Question

The $x$-$t$ plot shown in the figure below describes the motion of the particle along $x$-axis, between two positions A and B. The particle passes through two intermediate points $P_1$ and $P_2$ as shown in the figure

• A. The instantaneous velocity is positive at $P_1$ and negative at $P_2$
• B. The instantaneous velocity is negative at both $P_1$ and $P_2$
• C. The instantaneous velocity is negative at $P_1$ and positive at $P_2$
• D. The instantaneous velocity is positive at both $P_1$ and $P_2$
• E. The instantaneous velocity is always positive

Hint:

Slope of $x$-$t$ graph gives velocity: upward slope $\Rightarrow$ positive, downward slope $\Rightarrow$ negative.
==*==
Work to complete - Can you carry on the x-t graph physics problem from the point where its hint ends?
==*==
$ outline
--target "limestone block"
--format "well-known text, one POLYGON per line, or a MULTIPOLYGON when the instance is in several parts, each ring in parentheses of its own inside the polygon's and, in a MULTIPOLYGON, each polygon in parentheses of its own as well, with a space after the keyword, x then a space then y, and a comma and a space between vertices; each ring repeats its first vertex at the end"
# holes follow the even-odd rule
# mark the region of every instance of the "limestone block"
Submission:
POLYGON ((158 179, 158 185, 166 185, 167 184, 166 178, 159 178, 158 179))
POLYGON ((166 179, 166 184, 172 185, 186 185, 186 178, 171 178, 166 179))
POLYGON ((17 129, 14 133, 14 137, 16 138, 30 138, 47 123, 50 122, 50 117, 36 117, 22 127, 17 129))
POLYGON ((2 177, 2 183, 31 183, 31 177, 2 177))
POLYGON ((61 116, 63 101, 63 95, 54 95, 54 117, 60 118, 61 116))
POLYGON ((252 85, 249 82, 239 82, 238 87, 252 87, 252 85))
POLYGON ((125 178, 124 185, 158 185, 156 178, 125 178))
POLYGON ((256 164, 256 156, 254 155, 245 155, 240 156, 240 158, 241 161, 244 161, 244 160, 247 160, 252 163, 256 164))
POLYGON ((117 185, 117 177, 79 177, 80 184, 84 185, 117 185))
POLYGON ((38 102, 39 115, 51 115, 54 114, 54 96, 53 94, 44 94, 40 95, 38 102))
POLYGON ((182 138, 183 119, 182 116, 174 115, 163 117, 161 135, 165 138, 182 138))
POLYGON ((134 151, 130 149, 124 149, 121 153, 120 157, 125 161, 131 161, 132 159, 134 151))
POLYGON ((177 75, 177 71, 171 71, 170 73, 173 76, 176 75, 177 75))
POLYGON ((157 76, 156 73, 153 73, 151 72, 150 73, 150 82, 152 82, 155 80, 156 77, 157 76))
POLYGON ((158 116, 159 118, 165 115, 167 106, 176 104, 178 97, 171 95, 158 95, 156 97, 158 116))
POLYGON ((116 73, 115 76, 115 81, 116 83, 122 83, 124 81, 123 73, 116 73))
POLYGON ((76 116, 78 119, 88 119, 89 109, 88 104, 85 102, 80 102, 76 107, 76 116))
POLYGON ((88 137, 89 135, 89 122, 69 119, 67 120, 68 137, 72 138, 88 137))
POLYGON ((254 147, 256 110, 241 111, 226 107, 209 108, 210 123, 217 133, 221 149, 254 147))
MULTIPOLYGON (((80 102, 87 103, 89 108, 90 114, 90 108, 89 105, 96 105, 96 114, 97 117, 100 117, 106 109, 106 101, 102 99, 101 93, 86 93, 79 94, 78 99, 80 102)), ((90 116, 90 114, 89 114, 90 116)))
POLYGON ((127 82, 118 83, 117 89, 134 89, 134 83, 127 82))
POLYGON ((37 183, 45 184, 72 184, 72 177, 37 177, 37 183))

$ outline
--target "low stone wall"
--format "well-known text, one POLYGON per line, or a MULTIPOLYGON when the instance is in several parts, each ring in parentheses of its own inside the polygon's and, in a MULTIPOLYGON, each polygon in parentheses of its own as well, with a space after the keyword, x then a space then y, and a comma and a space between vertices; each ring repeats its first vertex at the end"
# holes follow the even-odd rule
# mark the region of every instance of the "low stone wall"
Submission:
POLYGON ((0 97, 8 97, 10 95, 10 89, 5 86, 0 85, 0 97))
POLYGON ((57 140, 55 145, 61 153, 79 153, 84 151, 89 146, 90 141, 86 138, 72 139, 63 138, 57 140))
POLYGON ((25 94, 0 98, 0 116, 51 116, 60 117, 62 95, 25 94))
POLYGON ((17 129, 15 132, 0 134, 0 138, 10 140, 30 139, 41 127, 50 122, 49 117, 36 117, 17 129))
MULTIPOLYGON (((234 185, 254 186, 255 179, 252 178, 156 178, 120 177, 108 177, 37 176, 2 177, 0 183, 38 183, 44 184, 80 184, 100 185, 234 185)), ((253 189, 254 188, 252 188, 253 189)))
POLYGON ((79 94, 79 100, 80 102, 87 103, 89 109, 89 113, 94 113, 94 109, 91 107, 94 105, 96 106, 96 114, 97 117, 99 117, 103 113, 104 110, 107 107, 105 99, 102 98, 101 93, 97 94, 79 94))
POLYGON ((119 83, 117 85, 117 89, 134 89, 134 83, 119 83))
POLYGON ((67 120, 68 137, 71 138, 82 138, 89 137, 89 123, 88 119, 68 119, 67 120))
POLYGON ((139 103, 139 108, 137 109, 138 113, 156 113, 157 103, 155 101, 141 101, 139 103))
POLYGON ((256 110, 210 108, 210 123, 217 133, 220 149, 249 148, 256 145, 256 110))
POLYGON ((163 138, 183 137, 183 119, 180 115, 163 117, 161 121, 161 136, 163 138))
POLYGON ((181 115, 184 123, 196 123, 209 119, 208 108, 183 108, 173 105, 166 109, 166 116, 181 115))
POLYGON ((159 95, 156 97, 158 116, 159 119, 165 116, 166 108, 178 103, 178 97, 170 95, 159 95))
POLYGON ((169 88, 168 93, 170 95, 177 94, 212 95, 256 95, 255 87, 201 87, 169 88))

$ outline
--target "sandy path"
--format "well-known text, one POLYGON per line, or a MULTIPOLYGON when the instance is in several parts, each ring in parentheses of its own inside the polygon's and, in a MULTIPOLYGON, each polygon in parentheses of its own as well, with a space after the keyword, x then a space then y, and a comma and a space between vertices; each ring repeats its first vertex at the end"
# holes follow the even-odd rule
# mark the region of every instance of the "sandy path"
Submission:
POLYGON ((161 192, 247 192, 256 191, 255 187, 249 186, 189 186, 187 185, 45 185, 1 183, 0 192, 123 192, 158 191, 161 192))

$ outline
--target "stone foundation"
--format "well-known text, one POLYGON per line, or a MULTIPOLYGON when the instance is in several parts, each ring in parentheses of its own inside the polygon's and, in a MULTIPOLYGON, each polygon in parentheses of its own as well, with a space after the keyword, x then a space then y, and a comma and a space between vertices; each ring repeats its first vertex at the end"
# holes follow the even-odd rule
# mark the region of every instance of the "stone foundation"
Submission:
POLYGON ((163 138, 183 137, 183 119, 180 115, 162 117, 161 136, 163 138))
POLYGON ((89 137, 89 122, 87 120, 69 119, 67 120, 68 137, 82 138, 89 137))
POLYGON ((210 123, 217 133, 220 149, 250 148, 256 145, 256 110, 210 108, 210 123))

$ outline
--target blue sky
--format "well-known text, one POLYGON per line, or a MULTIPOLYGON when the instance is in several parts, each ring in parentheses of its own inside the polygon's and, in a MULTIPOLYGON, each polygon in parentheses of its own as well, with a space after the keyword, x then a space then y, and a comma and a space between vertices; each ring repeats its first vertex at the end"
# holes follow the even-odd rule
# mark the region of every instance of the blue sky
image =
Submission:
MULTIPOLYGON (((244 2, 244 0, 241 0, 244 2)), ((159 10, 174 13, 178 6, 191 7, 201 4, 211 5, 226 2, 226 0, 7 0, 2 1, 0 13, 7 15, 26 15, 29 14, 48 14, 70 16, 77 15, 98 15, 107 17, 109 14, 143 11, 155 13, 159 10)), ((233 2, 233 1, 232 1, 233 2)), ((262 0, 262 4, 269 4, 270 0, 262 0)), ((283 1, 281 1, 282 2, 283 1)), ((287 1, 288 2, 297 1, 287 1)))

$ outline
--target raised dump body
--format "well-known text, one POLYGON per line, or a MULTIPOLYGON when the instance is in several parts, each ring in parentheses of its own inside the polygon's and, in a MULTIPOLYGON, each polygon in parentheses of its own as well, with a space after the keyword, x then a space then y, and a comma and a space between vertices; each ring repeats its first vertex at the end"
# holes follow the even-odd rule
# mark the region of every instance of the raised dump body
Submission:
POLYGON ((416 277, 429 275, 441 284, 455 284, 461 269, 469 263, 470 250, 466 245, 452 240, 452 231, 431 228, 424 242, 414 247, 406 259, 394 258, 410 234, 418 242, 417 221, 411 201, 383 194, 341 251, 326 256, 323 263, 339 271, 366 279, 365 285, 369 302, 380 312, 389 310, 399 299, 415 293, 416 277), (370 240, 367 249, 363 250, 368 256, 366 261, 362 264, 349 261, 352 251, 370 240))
==*==
Result of this exercise -
Answer 1

The Correct Option is A

Concept:
Velocity is the slope of the $x$-$t$ graph: \[ v = \frac{dx}{dt} \]

Step 1: Analyze slope at $P_1$.
At $P_1$, the graph is increasing with time $\Rightarrow$ slope positive. \[ v_{P_1} > 0 \]

Step 2: Analyze slope at $P_2$.
At $P_2$, the graph is decreasing $\Rightarrow$ slope negative. \[ v_{P_2} < 0 \]

Step 3: Conclusion.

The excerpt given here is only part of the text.